Data records:
********

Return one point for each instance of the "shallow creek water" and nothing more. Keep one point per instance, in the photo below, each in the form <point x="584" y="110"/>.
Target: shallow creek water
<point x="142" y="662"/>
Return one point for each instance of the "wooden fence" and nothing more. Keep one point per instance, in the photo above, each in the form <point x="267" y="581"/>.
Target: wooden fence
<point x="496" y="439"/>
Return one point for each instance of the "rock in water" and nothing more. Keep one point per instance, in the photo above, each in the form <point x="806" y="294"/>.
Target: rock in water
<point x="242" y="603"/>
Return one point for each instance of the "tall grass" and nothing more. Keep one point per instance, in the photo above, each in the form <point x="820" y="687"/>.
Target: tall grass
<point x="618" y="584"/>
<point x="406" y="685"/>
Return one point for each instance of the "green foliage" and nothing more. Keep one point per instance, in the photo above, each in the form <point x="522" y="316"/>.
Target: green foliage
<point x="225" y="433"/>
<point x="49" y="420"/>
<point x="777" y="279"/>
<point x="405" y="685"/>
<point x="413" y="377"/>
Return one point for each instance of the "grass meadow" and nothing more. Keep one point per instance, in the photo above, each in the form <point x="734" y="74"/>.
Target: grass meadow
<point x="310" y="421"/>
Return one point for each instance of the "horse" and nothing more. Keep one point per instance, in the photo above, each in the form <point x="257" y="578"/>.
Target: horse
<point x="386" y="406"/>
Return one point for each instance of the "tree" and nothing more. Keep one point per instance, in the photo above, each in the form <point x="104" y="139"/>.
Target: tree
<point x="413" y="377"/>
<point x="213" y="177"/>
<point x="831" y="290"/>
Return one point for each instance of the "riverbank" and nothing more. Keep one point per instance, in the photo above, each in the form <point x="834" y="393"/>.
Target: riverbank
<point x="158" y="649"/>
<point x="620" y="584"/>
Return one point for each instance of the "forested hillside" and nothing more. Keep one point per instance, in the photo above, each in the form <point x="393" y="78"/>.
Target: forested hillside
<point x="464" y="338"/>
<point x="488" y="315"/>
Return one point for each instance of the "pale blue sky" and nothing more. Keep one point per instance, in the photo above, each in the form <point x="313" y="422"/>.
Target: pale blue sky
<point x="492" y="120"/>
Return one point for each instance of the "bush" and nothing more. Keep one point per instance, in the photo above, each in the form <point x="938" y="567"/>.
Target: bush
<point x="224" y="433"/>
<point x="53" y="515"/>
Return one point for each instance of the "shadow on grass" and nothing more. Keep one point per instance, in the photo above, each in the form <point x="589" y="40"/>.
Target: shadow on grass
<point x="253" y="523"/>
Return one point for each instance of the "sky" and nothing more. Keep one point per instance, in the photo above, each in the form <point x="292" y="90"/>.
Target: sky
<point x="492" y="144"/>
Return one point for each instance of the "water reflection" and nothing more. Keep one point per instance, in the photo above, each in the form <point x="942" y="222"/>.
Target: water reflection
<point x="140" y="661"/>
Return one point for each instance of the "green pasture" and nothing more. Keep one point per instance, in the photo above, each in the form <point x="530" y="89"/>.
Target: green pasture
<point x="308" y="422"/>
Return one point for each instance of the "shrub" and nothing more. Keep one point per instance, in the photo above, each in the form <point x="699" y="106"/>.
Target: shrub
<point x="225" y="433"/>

********

The records must be given again in full, exactly as they were written.

> _Result of the exercise_
Return one point for each instance of the "shallow creek water" and nothing more. Keep one point per instance, in the photo below, each in the form <point x="584" y="110"/>.
Target: shallow creek water
<point x="142" y="662"/>
Return one point for each instance of the "wooden fence" and nothing more. Keep one point per instance, in the photo above, each in the form <point x="267" y="581"/>.
Target: wooden fence
<point x="496" y="439"/>
Return one point for each instance of the "rock in water" and nothing more. Keep one point per instance, in the photo above, each in the form <point x="806" y="294"/>.
Target: rock in water
<point x="242" y="603"/>
Return one point for each instance of the "tall grass" and nothing more. Keep one point per instance, in the photo above, each in the form <point x="820" y="687"/>.
Target: tall grass
<point x="618" y="584"/>
<point x="406" y="685"/>
Return one point for each instance of the "green foliage" and nothing more. Keep one point per instance, in the photo above, each in the form <point x="522" y="316"/>.
Target: green foliage
<point x="225" y="433"/>
<point x="49" y="420"/>
<point x="777" y="279"/>
<point x="405" y="685"/>
<point x="413" y="377"/>
Return one point for each instance of the "grass meadow" and nothing more. Keep one point per instance, in the photo above, each in the form <point x="734" y="74"/>.
Target: grass meadow
<point x="310" y="421"/>
Return one point for each instance of the "horse" and nothing more. Keep one point per instance, in the photo above, each in the form <point x="257" y="578"/>.
Target: horse
<point x="386" y="406"/>
Return one point for each instance of the "tree" and nothing more. Keep one point per instance, in the photo above, each in the form <point x="104" y="139"/>.
Target: tree
<point x="413" y="377"/>
<point x="213" y="177"/>
<point x="831" y="290"/>
Return one point for each instance of the "riverbank" and nothing more. Keep one point per instance, in the photo above, each in the form <point x="834" y="393"/>.
Target: riverbank
<point x="158" y="649"/>
<point x="620" y="584"/>
Return one point for each instance of the "forested hillside" and nothing more. Keep one point per instance, in the photo above, each in the form <point x="393" y="78"/>.
Target: forested hillside
<point x="464" y="338"/>
<point x="488" y="315"/>
Return one point for each instance of the "pale blue sky" and nothing more. Keep one point per instance, in the photo above, each in the form <point x="313" y="422"/>.
Target: pale blue sky
<point x="492" y="120"/>
Return one point for each instance of the "bush" and nothing more. Keep one point per instance, in the photo above, each in the form <point x="938" y="567"/>.
Target: bush
<point x="224" y="433"/>
<point x="53" y="515"/>
Return one point for each instance of the "shadow on grass" and nothing more. Keep one point per instance, in the photo above, each in the form <point x="589" y="40"/>.
Target: shadow on grass
<point x="253" y="523"/>
Return one point for each instance of the "sky" and nothing more. Keep one point per instance, in the photo above, each in the form <point x="292" y="90"/>.
Target: sky
<point x="492" y="144"/>
Return one point for each instance of the "water reflection" and nothing more. Keep one point per instance, in the photo above, each in the form <point x="942" y="222"/>.
Target: water reflection
<point x="140" y="661"/>
Return one point for each instance of the "green pasture" and nothing more. Keep one point per instance, in the photo above, each in the form <point x="530" y="89"/>.
Target: green pasture
<point x="308" y="422"/>
Return one point for each instance of the "shrub" and nothing more. Keep one point per instance, in the photo above, each in the form <point x="699" y="106"/>.
Target: shrub
<point x="225" y="433"/>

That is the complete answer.